> [WHAT TO PRODUCE]:
From the line containing "Target = wing eyespot pattern" to the end of the listing, write out every line exactly; leave out everything else.

> [Records from a data source]:
## start

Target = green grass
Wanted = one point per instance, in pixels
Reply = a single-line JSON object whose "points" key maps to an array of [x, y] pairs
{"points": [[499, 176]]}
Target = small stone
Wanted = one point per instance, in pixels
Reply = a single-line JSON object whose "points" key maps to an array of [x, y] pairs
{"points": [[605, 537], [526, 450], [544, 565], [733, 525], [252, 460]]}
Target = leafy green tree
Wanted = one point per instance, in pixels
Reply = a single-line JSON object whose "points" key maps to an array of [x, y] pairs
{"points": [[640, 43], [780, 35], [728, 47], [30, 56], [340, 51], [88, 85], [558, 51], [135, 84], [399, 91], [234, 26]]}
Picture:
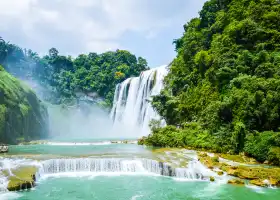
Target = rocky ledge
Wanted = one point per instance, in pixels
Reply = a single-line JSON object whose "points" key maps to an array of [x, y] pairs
{"points": [[264, 176], [4, 148], [21, 178]]}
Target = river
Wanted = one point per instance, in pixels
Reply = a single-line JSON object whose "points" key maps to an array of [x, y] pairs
{"points": [[104, 170]]}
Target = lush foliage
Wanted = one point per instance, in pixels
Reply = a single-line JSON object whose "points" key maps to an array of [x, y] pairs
{"points": [[68, 78], [226, 80], [22, 115]]}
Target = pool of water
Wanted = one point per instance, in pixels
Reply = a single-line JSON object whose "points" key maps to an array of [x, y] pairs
{"points": [[121, 186], [78, 149], [139, 187]]}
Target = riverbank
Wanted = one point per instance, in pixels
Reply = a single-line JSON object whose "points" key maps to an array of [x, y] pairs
{"points": [[172, 162]]}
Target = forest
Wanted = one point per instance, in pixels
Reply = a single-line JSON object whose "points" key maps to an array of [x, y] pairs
{"points": [[65, 77], [222, 92]]}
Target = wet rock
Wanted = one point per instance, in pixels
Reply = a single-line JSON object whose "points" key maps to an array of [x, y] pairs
{"points": [[22, 178], [4, 148], [236, 182], [220, 173]]}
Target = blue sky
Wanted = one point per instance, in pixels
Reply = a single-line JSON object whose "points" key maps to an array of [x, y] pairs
{"points": [[144, 27]]}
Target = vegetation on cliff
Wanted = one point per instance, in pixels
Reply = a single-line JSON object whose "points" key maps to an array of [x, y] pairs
{"points": [[223, 89], [22, 114], [66, 78]]}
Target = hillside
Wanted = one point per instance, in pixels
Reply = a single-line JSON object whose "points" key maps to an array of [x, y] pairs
{"points": [[222, 91], [22, 115]]}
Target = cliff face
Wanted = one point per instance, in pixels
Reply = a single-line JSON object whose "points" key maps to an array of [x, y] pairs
{"points": [[23, 116]]}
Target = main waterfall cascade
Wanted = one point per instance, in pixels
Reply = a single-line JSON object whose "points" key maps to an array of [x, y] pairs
{"points": [[132, 109]]}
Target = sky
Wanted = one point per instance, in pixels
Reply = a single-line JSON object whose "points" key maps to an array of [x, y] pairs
{"points": [[146, 28]]}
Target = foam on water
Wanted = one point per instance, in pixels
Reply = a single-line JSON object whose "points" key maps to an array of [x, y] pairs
{"points": [[120, 166], [78, 143]]}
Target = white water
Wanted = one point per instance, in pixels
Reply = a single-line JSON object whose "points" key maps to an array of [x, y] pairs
{"points": [[100, 166], [132, 110], [78, 143]]}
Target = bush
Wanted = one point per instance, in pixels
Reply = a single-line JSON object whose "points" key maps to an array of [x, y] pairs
{"points": [[261, 145]]}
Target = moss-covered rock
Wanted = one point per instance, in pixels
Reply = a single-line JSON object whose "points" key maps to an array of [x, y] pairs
{"points": [[220, 173], [236, 182], [23, 178], [23, 116]]}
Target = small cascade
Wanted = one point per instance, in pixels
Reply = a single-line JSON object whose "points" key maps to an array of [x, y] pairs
{"points": [[132, 108], [119, 165], [3, 183]]}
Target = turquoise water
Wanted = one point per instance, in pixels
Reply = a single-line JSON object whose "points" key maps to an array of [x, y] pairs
{"points": [[141, 188], [79, 150], [116, 186]]}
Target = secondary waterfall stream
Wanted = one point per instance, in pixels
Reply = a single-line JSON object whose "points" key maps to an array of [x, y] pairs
{"points": [[132, 108], [194, 171]]}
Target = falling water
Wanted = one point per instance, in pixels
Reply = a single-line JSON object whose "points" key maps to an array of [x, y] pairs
{"points": [[119, 165], [132, 108]]}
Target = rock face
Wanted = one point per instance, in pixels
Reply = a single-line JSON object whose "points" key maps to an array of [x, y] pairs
{"points": [[23, 116], [22, 178], [3, 148]]}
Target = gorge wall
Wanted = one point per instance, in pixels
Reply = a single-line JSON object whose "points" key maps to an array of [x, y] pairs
{"points": [[23, 116]]}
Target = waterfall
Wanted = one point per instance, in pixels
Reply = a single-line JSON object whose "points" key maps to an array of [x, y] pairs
{"points": [[119, 165], [132, 108]]}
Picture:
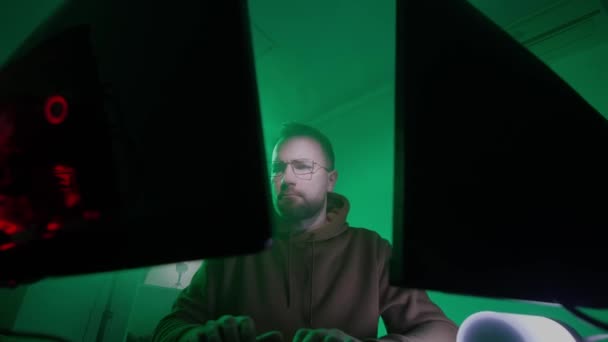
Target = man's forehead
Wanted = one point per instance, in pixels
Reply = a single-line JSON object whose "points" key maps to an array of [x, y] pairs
{"points": [[298, 148]]}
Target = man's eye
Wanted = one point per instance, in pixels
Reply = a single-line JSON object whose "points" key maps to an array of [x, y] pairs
{"points": [[277, 167], [302, 166]]}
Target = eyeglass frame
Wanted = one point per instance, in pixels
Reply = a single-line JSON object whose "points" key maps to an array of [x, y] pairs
{"points": [[290, 163]]}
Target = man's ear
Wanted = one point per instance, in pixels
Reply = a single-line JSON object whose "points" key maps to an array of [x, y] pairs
{"points": [[333, 178]]}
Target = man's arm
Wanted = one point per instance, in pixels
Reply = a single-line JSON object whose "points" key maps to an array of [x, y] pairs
{"points": [[409, 314], [190, 310]]}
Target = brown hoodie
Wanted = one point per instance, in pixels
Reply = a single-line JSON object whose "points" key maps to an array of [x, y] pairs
{"points": [[333, 277]]}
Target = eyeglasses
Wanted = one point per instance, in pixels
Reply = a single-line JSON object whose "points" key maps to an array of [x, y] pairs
{"points": [[302, 168]]}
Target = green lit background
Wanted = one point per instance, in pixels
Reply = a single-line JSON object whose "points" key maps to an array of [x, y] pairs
{"points": [[329, 64]]}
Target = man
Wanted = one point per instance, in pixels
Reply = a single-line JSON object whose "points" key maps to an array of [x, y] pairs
{"points": [[320, 280]]}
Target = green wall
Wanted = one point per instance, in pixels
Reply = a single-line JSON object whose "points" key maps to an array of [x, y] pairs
{"points": [[362, 132]]}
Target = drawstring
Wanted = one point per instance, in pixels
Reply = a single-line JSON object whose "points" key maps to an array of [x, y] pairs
{"points": [[289, 271], [312, 273]]}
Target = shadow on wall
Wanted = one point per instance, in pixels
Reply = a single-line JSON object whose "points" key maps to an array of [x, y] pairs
{"points": [[154, 298]]}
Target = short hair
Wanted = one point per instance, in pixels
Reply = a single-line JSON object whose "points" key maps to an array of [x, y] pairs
{"points": [[293, 129]]}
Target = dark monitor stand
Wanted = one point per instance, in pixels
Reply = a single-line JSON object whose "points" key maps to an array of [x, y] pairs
{"points": [[501, 185]]}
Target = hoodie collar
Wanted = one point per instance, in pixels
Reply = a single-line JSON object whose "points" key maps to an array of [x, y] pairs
{"points": [[337, 211]]}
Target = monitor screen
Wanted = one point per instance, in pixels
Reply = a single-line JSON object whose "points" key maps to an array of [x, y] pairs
{"points": [[501, 187], [131, 142]]}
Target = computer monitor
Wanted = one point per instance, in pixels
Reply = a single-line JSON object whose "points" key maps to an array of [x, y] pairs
{"points": [[501, 185], [130, 135]]}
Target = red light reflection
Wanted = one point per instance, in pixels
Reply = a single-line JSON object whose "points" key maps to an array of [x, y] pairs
{"points": [[67, 182], [9, 228], [58, 103], [91, 215], [53, 226], [7, 246]]}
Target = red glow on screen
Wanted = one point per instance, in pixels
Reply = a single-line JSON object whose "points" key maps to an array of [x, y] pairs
{"points": [[67, 182], [7, 246], [9, 228], [91, 215], [53, 226], [56, 109]]}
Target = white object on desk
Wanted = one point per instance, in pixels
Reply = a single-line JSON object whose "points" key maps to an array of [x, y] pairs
{"points": [[492, 326]]}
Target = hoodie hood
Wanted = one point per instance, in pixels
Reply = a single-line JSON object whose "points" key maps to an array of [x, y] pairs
{"points": [[335, 223]]}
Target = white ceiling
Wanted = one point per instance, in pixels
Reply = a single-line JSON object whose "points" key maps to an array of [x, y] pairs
{"points": [[314, 55]]}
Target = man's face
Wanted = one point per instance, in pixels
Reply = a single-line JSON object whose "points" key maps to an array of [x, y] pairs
{"points": [[300, 195]]}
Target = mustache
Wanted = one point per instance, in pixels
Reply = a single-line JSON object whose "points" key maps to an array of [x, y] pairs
{"points": [[288, 192]]}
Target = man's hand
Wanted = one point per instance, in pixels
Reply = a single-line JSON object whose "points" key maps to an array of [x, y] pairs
{"points": [[230, 329], [322, 335]]}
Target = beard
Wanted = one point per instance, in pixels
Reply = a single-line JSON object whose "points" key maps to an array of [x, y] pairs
{"points": [[297, 208]]}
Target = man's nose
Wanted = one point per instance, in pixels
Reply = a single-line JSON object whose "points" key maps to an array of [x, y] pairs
{"points": [[289, 176]]}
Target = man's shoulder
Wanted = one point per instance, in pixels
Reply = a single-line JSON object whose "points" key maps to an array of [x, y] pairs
{"points": [[368, 235]]}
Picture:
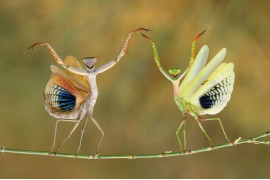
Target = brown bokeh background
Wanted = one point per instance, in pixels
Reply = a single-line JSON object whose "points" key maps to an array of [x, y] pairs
{"points": [[135, 106]]}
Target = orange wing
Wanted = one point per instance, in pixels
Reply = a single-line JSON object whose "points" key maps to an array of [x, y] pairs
{"points": [[72, 61]]}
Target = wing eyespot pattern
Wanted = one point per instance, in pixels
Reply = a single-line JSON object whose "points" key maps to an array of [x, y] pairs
{"points": [[59, 99], [217, 96]]}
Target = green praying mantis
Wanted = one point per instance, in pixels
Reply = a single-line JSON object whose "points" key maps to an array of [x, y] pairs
{"points": [[204, 90], [71, 93]]}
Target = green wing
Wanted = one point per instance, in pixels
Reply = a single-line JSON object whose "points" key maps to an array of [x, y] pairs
{"points": [[195, 68], [195, 83]]}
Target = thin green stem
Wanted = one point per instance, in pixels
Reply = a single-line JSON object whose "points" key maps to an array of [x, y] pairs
{"points": [[252, 140]]}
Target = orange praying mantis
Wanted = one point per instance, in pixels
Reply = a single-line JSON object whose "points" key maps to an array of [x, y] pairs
{"points": [[71, 94]]}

## end

> [COMPLETED EXERCISE]:
Target = wing eyespot pattern
Wanted = one point per instance, in pixels
Reply = a single-line JSON object whose "points" key maps to an array of [x, y] pairs
{"points": [[59, 99], [217, 96]]}
Target = green praying mantis
Wanted = one point per instance, in pixels
Reply = a single-line JSON object whose "points" key maps to an array of [x, y] pairs
{"points": [[204, 90], [71, 93]]}
Target = green wing
Wanted = one point per instance, in pixels
Reply = a single-line JSON object whose "points" key maps to an array of [x, y] pairs
{"points": [[195, 68], [195, 83]]}
Target = thin green stem
Wanted = one point per instance, in pixels
Reply = a single-line JSON object whose "points" key maps to an array of [x, y] pairs
{"points": [[252, 140]]}
Target = orange praying mantis
Wanted = one point per instance, in pixels
Reply = a single-line JSON object whose "points" key maps to an array of [x, y] pairs
{"points": [[71, 94]]}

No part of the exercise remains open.